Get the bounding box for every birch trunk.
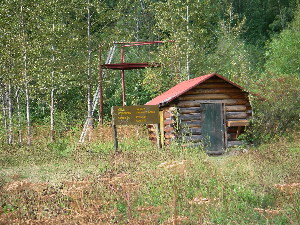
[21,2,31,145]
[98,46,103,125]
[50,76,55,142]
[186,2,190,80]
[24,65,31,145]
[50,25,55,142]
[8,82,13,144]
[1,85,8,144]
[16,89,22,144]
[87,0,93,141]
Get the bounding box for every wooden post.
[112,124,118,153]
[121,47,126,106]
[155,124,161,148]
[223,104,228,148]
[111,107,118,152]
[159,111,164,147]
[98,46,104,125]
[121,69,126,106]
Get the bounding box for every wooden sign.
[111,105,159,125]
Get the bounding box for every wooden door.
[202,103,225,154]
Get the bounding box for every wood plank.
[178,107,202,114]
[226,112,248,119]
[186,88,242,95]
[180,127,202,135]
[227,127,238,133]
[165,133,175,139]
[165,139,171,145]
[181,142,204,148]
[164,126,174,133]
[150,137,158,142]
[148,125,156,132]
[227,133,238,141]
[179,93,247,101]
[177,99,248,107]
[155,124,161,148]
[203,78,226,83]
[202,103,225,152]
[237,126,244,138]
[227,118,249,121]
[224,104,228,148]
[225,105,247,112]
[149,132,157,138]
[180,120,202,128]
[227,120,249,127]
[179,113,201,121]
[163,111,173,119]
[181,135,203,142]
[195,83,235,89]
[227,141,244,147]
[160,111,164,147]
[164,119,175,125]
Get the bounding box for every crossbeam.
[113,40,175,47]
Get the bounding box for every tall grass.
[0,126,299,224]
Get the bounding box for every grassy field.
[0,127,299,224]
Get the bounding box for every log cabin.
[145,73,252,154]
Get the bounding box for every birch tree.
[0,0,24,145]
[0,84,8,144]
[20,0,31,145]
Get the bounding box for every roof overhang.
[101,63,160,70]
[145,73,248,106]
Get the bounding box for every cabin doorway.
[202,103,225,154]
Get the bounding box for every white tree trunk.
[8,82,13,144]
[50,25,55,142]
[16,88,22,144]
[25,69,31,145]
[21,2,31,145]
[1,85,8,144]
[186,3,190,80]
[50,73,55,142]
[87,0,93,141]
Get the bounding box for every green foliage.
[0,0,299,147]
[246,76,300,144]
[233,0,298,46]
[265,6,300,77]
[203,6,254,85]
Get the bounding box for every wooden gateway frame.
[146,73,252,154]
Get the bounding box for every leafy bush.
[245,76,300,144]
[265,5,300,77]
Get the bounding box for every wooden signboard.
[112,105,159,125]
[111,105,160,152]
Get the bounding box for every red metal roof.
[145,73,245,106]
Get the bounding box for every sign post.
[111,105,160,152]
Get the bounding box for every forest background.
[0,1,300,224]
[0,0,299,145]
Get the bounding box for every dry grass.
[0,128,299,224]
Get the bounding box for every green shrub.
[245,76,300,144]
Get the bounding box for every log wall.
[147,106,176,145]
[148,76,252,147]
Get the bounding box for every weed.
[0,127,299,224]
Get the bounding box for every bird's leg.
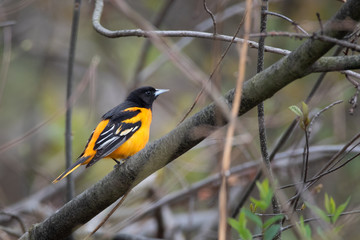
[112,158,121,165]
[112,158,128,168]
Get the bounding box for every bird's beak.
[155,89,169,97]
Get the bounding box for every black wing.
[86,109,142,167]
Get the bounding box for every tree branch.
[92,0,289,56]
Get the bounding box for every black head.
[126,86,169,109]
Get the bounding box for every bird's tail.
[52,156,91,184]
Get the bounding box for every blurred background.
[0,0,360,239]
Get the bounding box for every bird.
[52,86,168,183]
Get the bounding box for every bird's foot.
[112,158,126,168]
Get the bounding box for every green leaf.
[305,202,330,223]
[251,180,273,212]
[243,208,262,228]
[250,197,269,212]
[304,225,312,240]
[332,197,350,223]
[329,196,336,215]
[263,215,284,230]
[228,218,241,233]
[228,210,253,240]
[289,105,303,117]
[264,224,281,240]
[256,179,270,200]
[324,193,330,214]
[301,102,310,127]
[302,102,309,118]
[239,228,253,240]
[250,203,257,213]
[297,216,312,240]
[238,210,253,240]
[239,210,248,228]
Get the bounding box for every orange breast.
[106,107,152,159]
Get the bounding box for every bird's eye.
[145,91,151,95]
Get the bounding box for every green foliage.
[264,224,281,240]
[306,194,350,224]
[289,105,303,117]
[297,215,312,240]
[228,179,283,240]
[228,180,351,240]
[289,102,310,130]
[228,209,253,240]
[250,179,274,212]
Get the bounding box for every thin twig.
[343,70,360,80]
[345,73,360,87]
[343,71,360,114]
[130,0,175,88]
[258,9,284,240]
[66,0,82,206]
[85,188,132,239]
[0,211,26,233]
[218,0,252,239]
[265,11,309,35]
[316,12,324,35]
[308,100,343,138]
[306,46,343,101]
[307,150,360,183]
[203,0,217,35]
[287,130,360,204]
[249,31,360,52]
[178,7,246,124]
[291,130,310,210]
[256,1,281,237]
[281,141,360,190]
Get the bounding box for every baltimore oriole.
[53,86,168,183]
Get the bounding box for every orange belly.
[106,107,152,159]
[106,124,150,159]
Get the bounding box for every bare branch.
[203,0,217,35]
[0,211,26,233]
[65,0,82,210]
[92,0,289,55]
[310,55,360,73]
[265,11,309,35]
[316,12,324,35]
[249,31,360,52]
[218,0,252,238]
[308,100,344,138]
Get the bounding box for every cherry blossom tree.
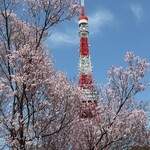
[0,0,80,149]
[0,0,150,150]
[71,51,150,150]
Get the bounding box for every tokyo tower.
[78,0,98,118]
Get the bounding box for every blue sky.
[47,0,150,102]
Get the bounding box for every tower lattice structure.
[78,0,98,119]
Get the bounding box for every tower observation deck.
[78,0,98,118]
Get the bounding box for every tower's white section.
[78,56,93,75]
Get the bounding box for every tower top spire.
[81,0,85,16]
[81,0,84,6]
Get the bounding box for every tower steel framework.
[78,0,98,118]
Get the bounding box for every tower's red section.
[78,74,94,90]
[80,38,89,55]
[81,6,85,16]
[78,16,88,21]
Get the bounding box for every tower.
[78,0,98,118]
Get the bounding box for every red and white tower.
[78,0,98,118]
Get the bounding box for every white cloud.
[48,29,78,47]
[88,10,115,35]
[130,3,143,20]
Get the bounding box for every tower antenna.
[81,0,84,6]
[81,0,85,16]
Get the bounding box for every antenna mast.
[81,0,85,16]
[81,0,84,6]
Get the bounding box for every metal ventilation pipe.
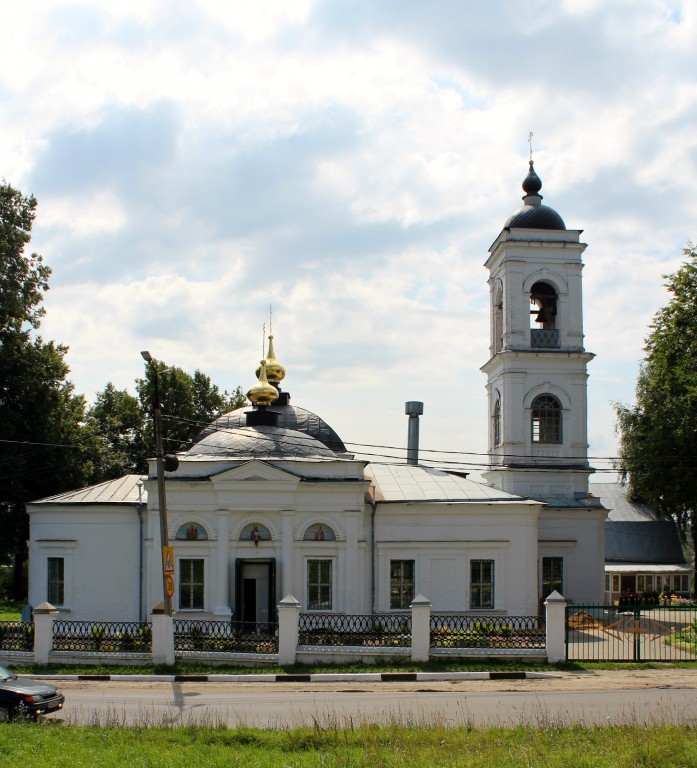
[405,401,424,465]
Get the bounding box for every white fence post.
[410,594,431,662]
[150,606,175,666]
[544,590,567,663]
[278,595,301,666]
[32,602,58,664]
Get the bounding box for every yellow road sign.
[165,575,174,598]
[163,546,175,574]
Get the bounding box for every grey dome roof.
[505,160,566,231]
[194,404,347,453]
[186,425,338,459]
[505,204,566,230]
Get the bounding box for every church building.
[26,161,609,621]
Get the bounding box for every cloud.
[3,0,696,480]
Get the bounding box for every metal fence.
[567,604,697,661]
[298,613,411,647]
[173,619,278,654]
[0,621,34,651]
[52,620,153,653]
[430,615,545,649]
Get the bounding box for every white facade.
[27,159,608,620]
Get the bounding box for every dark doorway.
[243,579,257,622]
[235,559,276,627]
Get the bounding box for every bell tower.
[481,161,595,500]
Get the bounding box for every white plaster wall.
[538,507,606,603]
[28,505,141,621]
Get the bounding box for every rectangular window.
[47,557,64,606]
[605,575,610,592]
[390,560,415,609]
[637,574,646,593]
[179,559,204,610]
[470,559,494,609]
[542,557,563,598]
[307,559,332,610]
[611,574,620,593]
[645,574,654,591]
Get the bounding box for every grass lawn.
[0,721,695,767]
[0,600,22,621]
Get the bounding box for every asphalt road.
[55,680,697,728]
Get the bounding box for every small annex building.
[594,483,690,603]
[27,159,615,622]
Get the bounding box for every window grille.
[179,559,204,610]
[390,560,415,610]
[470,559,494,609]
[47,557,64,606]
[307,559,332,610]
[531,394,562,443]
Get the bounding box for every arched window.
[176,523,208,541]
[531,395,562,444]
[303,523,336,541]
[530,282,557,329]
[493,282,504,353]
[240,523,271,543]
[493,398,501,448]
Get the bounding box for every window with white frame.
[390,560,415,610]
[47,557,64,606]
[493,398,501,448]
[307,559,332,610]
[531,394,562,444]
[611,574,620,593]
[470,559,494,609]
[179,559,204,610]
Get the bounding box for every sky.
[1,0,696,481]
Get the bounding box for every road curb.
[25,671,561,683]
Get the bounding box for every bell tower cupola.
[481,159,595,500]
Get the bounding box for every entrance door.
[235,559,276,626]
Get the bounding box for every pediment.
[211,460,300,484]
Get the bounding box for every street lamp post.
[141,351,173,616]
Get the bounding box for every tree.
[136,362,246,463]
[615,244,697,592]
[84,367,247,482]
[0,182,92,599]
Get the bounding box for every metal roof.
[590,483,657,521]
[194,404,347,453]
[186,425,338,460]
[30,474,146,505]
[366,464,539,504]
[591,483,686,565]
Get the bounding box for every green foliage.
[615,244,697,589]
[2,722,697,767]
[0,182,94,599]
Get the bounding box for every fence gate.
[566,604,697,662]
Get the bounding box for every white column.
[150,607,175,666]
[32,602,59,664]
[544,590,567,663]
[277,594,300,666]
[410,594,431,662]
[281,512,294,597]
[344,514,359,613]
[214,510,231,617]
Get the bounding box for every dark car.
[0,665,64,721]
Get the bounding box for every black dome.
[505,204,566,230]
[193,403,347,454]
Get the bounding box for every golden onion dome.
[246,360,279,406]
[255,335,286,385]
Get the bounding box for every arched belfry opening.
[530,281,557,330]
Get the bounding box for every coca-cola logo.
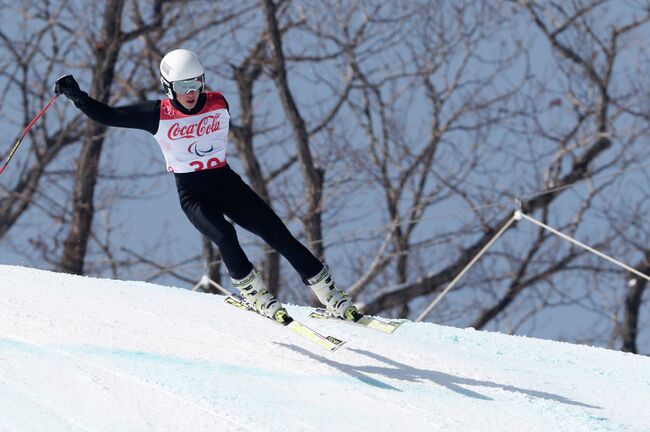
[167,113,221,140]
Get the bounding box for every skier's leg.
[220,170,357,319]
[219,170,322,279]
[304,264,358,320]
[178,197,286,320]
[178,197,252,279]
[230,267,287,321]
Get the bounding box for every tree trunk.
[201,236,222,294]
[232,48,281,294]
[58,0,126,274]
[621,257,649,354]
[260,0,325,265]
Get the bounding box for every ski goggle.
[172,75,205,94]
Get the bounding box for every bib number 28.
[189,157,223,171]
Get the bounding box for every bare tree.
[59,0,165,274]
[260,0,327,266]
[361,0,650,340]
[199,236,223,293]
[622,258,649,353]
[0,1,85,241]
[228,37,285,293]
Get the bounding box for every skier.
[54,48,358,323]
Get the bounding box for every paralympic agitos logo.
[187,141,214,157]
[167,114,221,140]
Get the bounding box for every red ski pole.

WHAT IS BEING ASKED:
When you reach the line containing "Get the bounding box for every skier's leg." in the listing, transcribe it and every line after it exactly, through the last line, and add nothing.

SOLVED EXERCISE:
Get the bounding box for every skier's leg.
[220,170,357,319]
[219,170,322,279]
[304,264,358,320]
[178,197,286,320]
[178,197,252,279]
[230,267,287,321]
Get the bounding box for every tree trunk.
[201,236,222,294]
[232,48,281,294]
[58,0,126,274]
[621,257,649,354]
[260,0,325,265]
Get the bounding box for every ski goggle.
[172,75,205,94]
Get the bounding box for every bib number 28.
[189,157,223,171]
Get the bounding box for every bare tree.
[59,0,165,274]
[260,0,327,266]
[361,0,650,340]
[199,236,223,293]
[622,258,649,353]
[0,1,85,241]
[228,37,285,293]
Get the bounding box for every skier.
[54,48,358,323]
Get the bounding box for every paralympic agitos logo.
[187,141,214,157]
[167,114,221,140]
Get the bounding box for every red ski pole.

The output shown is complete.